Work required: Copy verbatim, from the material below, the stretch from the line containing "the green foliage" through the line containing "[(92, 272), (710, 489), (692, 209)]", including both of those lines.

====== Given information ======

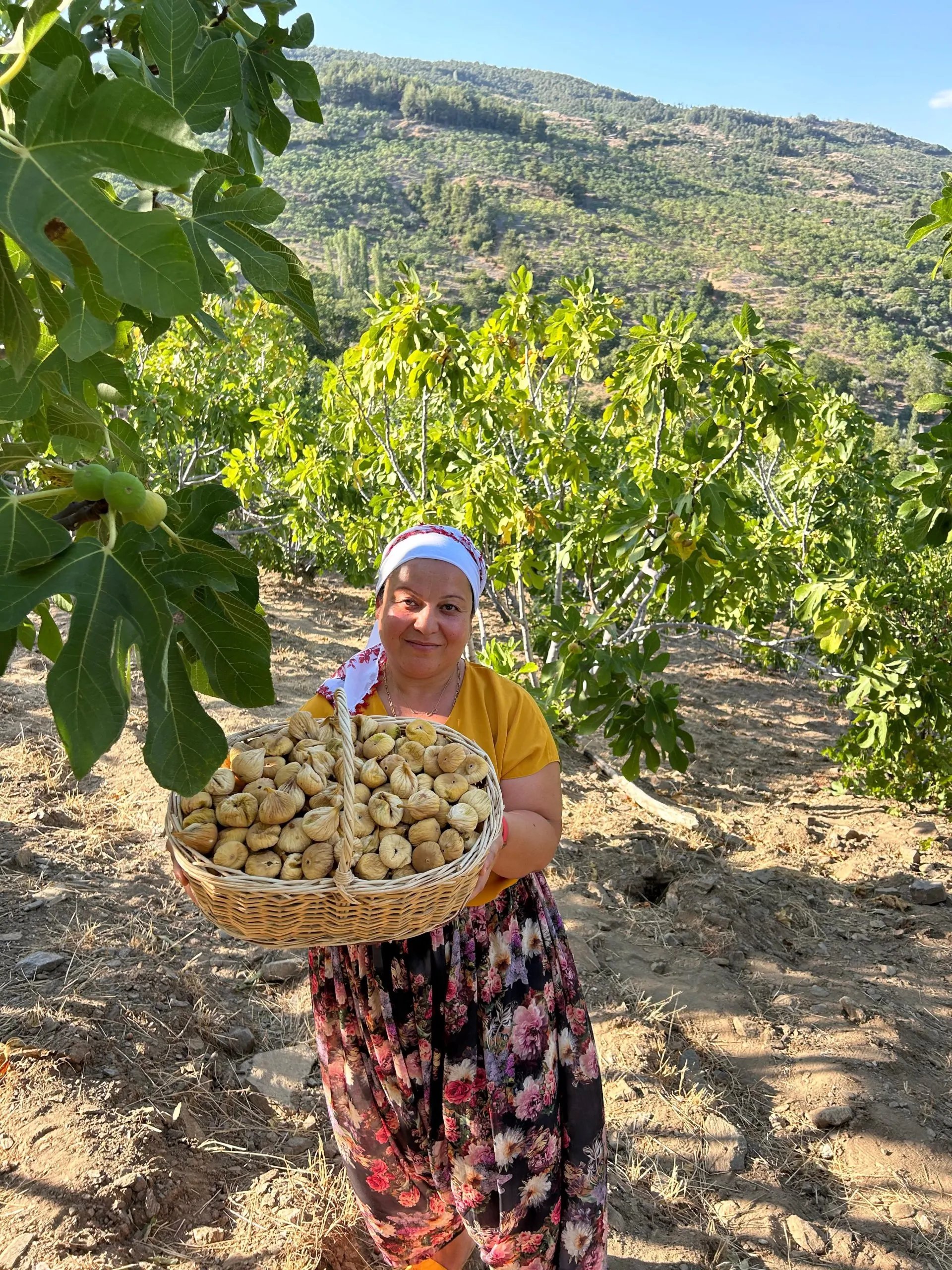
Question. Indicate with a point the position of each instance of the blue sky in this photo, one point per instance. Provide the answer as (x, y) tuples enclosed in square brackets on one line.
[(874, 62)]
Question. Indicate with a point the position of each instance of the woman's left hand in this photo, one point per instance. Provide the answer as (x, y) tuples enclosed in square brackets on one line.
[(488, 867)]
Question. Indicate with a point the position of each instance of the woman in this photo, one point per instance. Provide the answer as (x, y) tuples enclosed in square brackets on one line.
[(460, 1067)]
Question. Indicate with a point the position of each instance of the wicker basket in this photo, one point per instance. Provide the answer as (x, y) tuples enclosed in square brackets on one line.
[(339, 910)]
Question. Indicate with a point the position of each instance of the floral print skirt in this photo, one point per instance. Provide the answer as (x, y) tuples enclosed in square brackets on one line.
[(464, 1087)]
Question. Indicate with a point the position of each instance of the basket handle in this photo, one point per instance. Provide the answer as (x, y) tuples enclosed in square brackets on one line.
[(343, 877)]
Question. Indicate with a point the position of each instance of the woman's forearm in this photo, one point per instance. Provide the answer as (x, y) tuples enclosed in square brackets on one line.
[(531, 845)]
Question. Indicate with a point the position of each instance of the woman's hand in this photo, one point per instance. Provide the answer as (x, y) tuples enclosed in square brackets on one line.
[(486, 867)]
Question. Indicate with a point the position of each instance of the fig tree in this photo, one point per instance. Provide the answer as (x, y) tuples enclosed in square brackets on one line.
[(153, 511), (89, 480), (125, 493)]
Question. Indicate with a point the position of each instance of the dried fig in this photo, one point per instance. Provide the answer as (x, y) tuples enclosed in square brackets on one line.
[(278, 807), (259, 788), (233, 835), (397, 851), (302, 724), (363, 821), (248, 765), (424, 831), (386, 810), (451, 844), (230, 855), (262, 837), (194, 801), (464, 818), (321, 824), (412, 754), (318, 860), (294, 837), (403, 781), (310, 780), (221, 784), (372, 775), (480, 802), (474, 767), (200, 837), (451, 786), (263, 864), (431, 760), (371, 868), (291, 870), (423, 804), (201, 816), (422, 732), (451, 756), (427, 856), (377, 746), (239, 811)]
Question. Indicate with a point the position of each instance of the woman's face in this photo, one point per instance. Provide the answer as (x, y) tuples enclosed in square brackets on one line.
[(424, 615)]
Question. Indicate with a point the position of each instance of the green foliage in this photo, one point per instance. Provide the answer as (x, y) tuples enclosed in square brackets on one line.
[(92, 272), (710, 489), (692, 209)]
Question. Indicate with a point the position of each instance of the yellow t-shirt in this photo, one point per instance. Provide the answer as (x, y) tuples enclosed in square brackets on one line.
[(503, 719)]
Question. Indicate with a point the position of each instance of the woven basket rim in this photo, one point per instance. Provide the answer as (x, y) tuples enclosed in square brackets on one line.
[(197, 867)]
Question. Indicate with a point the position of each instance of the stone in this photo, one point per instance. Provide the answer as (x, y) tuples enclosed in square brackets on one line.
[(40, 963), (725, 1146), (239, 1042), (853, 1012), (280, 1075), (206, 1235), (832, 1118), (927, 890), (14, 1250), (282, 969), (806, 1236)]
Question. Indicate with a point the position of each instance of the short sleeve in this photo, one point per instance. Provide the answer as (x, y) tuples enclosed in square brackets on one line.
[(530, 745)]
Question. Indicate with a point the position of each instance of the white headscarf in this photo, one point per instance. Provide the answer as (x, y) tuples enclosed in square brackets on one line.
[(363, 672)]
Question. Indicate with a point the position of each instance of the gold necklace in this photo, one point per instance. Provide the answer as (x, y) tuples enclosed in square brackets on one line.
[(429, 714)]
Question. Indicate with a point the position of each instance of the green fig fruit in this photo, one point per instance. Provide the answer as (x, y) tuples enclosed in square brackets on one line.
[(151, 513), (125, 493), (89, 480)]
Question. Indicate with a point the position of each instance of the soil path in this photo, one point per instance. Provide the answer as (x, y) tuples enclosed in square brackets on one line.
[(747, 981)]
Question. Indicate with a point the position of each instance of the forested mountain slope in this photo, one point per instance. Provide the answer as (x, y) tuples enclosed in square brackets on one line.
[(468, 171)]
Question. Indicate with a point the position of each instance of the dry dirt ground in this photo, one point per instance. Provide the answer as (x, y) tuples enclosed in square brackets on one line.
[(743, 978)]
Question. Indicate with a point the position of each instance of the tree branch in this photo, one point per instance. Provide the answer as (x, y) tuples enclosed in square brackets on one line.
[(82, 513)]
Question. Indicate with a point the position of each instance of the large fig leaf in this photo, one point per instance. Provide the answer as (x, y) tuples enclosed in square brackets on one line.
[(224, 219), (26, 538), (19, 327), (116, 593), (144, 257), (200, 83)]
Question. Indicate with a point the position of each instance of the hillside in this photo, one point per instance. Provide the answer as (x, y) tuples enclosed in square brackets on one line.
[(468, 171)]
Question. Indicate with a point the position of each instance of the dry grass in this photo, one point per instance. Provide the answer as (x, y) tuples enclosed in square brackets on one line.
[(306, 1210)]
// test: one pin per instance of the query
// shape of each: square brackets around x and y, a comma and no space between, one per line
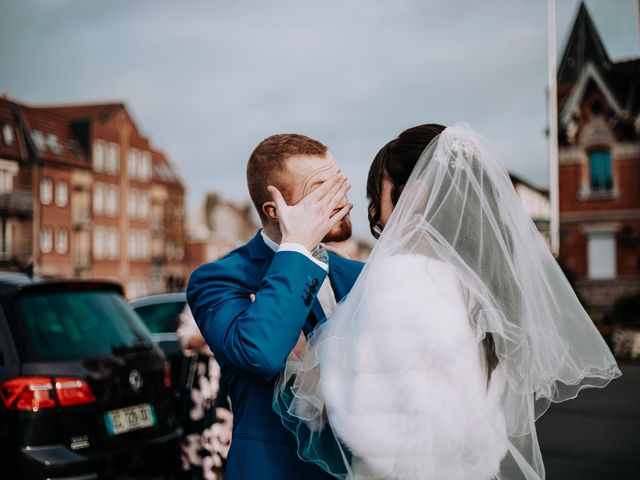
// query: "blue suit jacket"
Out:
[251,341]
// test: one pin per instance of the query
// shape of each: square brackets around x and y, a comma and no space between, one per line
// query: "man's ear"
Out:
[269,210]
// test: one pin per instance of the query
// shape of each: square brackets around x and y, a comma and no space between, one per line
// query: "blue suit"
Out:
[251,341]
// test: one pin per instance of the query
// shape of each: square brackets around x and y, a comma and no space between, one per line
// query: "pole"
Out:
[554,187]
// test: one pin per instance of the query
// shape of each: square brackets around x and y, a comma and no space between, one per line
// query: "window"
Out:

======

Exercise solution:
Question. Indicate with a point the position of each instance of the green foliage in this photo, one point per instance. Provide the answer as (x, y) tuples enclosed in square brackets on one line.
[(92, 272), (710, 489), (692, 209)]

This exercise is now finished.